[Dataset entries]
---

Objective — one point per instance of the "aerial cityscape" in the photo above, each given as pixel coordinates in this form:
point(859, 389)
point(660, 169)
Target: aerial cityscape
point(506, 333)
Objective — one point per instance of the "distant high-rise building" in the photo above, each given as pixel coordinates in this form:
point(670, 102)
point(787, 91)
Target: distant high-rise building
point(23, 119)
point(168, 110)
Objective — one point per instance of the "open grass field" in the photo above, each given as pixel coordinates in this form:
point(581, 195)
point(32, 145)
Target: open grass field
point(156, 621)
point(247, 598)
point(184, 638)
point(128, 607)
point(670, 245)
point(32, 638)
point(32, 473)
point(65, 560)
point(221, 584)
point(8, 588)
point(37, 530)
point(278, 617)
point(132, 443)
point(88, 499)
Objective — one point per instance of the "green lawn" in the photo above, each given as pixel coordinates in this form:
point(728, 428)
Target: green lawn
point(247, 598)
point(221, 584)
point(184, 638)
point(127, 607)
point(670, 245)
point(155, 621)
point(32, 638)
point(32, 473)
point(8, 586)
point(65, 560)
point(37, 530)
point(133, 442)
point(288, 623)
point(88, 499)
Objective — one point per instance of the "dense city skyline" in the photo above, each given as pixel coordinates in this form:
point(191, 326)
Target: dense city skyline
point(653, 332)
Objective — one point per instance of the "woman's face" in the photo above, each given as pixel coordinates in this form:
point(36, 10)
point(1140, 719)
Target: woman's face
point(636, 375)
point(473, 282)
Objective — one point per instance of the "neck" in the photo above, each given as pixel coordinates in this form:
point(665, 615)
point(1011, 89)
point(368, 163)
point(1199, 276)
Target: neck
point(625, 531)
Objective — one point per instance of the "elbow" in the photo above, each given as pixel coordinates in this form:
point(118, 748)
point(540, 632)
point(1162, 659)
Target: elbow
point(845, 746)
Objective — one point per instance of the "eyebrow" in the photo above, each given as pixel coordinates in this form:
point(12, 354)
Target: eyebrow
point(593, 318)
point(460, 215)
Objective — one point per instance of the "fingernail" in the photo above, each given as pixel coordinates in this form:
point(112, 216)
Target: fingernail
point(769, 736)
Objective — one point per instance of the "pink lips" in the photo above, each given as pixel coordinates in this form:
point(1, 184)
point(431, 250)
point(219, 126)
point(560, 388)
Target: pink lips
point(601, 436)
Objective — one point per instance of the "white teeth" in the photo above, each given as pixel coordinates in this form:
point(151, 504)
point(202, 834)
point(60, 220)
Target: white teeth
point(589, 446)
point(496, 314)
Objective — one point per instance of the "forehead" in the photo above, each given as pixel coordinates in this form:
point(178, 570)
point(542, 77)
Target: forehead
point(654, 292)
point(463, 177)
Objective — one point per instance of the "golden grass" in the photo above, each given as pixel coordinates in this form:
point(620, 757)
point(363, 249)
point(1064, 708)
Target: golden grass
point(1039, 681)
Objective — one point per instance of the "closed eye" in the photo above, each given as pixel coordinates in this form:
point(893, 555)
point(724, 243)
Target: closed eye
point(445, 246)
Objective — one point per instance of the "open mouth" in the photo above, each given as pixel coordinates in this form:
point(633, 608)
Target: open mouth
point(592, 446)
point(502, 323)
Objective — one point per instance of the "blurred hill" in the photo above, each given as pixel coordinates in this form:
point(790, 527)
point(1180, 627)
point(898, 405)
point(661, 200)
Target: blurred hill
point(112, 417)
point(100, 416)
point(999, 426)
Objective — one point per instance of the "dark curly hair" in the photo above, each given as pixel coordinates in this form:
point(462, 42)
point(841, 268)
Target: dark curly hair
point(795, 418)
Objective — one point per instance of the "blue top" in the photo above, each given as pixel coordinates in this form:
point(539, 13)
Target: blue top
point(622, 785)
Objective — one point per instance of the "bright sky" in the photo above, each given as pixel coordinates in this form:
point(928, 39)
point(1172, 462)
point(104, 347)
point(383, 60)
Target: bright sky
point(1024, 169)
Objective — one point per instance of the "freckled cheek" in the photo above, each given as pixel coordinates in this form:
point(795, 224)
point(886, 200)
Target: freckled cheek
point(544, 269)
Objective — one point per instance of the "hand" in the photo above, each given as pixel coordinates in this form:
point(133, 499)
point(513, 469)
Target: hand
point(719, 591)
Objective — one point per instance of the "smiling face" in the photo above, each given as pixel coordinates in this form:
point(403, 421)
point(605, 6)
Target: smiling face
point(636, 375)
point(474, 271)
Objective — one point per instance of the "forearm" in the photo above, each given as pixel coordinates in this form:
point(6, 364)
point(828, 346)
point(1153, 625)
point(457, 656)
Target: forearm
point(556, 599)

---

== Problem to work on ==
Repeat the material above in full, keeping every word.

== Exercise output ==
Objective — one point per instance of the "aerial cityscape" in the photo above, each given as pixel coordinates in this form:
point(859, 389)
point(660, 169)
Target: aerial cityscape
point(506, 333)
Objective — one point per instance of the "distant high-rise building" in the photo above, each given as pixel coordinates in this form:
point(670, 102)
point(787, 91)
Target: distant high-rise building
point(23, 119)
point(168, 110)
Objective — one point per instance of the "open grass field" in the photo above, each given as pixel coordinates in this form:
point(581, 195)
point(32, 145)
Target: open grass field
point(156, 621)
point(247, 598)
point(184, 638)
point(128, 607)
point(670, 245)
point(32, 638)
point(32, 473)
point(65, 560)
point(221, 584)
point(8, 588)
point(37, 530)
point(278, 617)
point(132, 443)
point(88, 499)
Objective — one point per instance of the "green lawn" in the photo above, each given as pixel coordinates in this form:
point(728, 428)
Target: green lawn
point(247, 598)
point(221, 584)
point(184, 638)
point(127, 607)
point(670, 245)
point(155, 621)
point(32, 638)
point(32, 473)
point(8, 586)
point(65, 560)
point(37, 530)
point(133, 442)
point(288, 623)
point(88, 499)
Objective — one point per instance of the "dense city skyline" in the photo above, each given as pixel coordinates in this form:
point(191, 326)
Target: dense city skyline
point(653, 332)
Objective — one point per instance of the "woman's face" in the photo above, each given as pixel coordinates in this form:
point(36, 10)
point(1140, 719)
Target: woman's face
point(636, 375)
point(473, 282)
Objective — one point per instance of the "neck" in the photo above, each given as pixel coordinates in this form:
point(665, 615)
point(1011, 89)
point(368, 163)
point(1199, 276)
Target: neck
point(625, 531)
Objective — one point per instance of the "elbow" in the photo above, each given as pixel coordinates in this form:
point(118, 748)
point(540, 632)
point(1162, 659)
Target: elbow
point(845, 746)
Objective — one point per instance of the "eyebrow" in the photo above, each given as pixel coordinates in this form:
point(12, 354)
Target: eyebrow
point(593, 318)
point(460, 215)
Objective — one point per instance of the "fingernail" in the photo above, each given as pixel coordinates in this form:
point(112, 216)
Target: fingernail
point(769, 736)
Objective — one point per instance of the "pink lips" in the photo above, each given as pixel coordinates in this form:
point(1, 184)
point(431, 250)
point(219, 126)
point(560, 388)
Target: pink lips
point(601, 436)
Objective — one point per instance of the "white teeth" in the photo above, each given as pixel coordinates in this form:
point(151, 504)
point(202, 834)
point(60, 220)
Target: white teeth
point(589, 446)
point(496, 314)
Objective — one point per instance of the "forehead" in the photo above, each given as pixel coordinates in this form:
point(178, 570)
point(542, 77)
Target: forehead
point(654, 292)
point(463, 177)
Objective — one point per instance of the "golden grass" in the photo above, each given as pixel coordinates in this form:
point(620, 757)
point(363, 249)
point(1064, 708)
Target: golden grass
point(1039, 681)
Objective — one point per instance of the "closed eye" in the photo above, each given as pixel coordinates in this form:
point(893, 555)
point(724, 243)
Target: closed eye
point(445, 246)
Objective — one point per instance of the "open mouth" in the photo above, each given as pixel coordinates in this form:
point(633, 608)
Target: open mouth
point(592, 446)
point(502, 323)
Objective — one point per instance of the "blurred hill" in the photo above, each given as pixel coordinates in this form:
point(790, 527)
point(1180, 627)
point(898, 405)
point(661, 200)
Target: blurred hill
point(112, 417)
point(100, 416)
point(999, 426)
Objective — one point per instance of the "dark curly hair" in the photo above, each given as pixel coordinates in this form:
point(462, 42)
point(841, 268)
Target: dark curly hair
point(795, 418)
Objective — one point per instance of the "blue top" in the photo above, each given as pixel coordinates in this form:
point(539, 13)
Target: blue top
point(622, 785)
Objective — one point per instance of the "bright sky" in the photo above, each given as pixel coordinates in this form:
point(928, 39)
point(1172, 462)
point(104, 347)
point(383, 60)
Target: bright sky
point(1024, 169)
Objective — one point per instance of the "freckled cheek" in the photo above, each given as pixel coordinates in this form:
point(795, 224)
point(886, 200)
Target: freckled cheek
point(544, 269)
Objective — one point per instance of the "hand" in the photo above, each given as pixel coordinates in this form:
point(133, 499)
point(513, 469)
Target: hand
point(719, 591)
Objective — one point per instance of the "smiling face" in the photo above, each given as pixel coordinates in this form:
point(403, 421)
point(605, 6)
Target: smiling face
point(636, 375)
point(474, 271)
Objective — one point per instance of the "forearm" in the photo above, each given as pixel coordinates in this form:
point(6, 364)
point(828, 346)
point(1153, 625)
point(457, 656)
Target: forearm
point(556, 599)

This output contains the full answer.